Copy the records below, replacing each occurrence of "drill" with "exercise" and leaving everything else unchanged.

* **Data provided**:
☆ ☆ ☆ ☆ ☆

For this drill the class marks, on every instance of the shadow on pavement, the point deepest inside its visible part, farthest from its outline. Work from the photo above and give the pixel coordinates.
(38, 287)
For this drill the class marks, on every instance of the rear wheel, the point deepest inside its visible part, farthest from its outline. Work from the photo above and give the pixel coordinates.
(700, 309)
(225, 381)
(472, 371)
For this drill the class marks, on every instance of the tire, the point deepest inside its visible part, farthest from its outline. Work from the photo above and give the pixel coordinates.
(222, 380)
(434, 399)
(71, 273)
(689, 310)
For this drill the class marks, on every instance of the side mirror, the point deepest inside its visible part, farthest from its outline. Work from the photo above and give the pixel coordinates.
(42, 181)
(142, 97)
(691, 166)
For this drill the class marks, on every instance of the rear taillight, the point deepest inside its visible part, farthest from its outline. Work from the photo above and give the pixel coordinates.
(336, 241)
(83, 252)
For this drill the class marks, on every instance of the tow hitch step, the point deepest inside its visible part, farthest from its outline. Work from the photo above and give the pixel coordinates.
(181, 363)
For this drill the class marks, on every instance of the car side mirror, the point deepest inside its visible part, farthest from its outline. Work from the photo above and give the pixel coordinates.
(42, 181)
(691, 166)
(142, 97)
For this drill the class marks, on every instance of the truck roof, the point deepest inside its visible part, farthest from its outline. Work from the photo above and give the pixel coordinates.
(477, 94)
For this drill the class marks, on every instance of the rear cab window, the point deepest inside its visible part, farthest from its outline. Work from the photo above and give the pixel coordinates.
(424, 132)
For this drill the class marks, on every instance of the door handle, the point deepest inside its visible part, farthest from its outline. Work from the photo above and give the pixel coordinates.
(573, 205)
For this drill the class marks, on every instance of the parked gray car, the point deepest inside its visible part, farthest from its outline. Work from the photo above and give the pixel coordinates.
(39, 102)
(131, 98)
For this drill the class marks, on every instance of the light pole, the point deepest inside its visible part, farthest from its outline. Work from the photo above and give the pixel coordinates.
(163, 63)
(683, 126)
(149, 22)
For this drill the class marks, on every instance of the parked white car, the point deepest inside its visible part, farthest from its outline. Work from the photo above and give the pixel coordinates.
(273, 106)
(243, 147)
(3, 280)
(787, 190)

☆ ☆ ☆ ☆ ☆

* **Written answer**:
For this exercise the class marks, on every instance of the shadow on pavement, the point deepest inside its visible part, farthest from its outline. Work from the photo above and give the pixel coordinates.
(38, 287)
For this exercise the class marks, on every instance of the rear wheel, the point deepest inside its visible part, farthest from its outline. Work from the photo above and give the pixel coordinates.
(700, 309)
(225, 381)
(472, 371)
For this exercise the class marks, on every instance of the tire, the point deepest inside its visible part, farthest from its outline. Work from the photo above and give the pixel coordinates.
(222, 380)
(434, 399)
(71, 273)
(689, 310)
For this exercise the class marks, on every instance of the side mirror, the point deepest inside its visible part, farthest from its outline. Work from the photo above and give the pixel coordinates.
(42, 181)
(142, 97)
(691, 166)
For this exercise the class marks, on every instance of the rear taillight, the point deepest inside its visible part, farthest from its outline. Work from the photo above and give the pixel coordinates.
(336, 241)
(83, 252)
For this exercise the class marks, on every instance of the tow hitch step, the point deepest inside its visible part, farthest from its outline. Work from the photo above and give the pixel coordinates.
(181, 363)
For this exercise the class marks, on every instance of the car side mirror, the point deepest inside its visible part, farthest from its outline. Work from the photo above and give the pixel coordinates.
(42, 181)
(691, 166)
(142, 97)
For this exercise the class marks, on every instance of the truck roof, the point deepest inside its visible part, farthest from its outline. Work from the photo above and give the pixel coordinates.
(477, 94)
For this exercise the class marks, on every instance of the rear cab window, the point deepest inside its visible part, farthest from its outline. Work from the photo above and give the pixel coordinates.
(424, 132)
For this exercise the class marks, on every instance of the door handle, the point deepest inside its visible part, farthest from its outline. Work from the photo above and give the pixel coordinates.
(573, 205)
For this exercise the class marks, on every instance of the parked gray car, the point deepest inside its visible part, farthest from its outline. Work from the photo above and give the pixel coordinates.
(39, 102)
(131, 98)
For this exercise the class marks, on every instance of the light pole, the point deepest inside its visible part, farthest from its outline. Work from the photo above and give the pixel coordinates.
(163, 63)
(683, 126)
(149, 22)
For this exercise the class marks, on every instance of the parked white car, the point deepest inside its visible part, farthest from its outline. Work from the photo above and give the pixel coordinates.
(273, 106)
(243, 147)
(3, 280)
(787, 190)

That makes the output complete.